* [THE TASK]
Rewrite every line of the records below, requests included, scaling each coordinate in the answers by 1.85 and rounding to the nearest whole number, with halves rounded up. Leave the numbers in the requests and their format samples unchanged, and omit the pictures.

* [THE INPUT]
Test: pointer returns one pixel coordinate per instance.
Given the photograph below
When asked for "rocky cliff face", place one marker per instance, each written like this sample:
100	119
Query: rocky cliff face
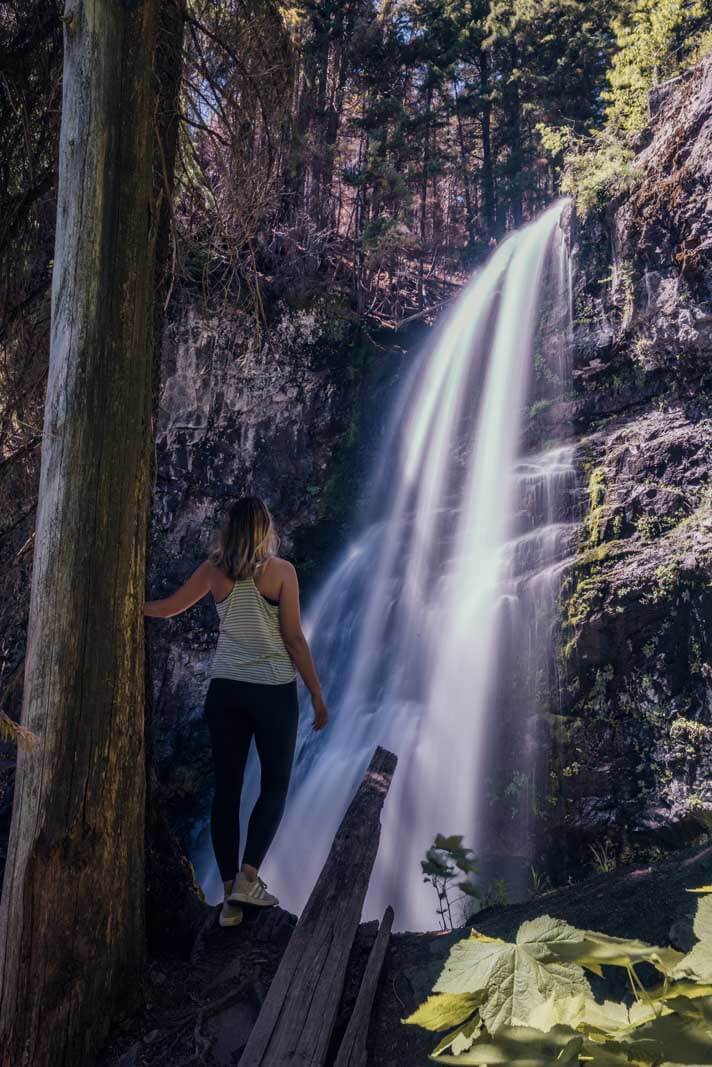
291	413
632	738
288	412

* [RESPONSE TO THIS EXERCISE]
Test: pointer returns one pixel coordinate per instance.
Given the photograph below
When asked for "rocky cliff face", place one marker per instance, each written like this sample:
100	119
Query: rocky cliff face
538	764
1169	1365
533	762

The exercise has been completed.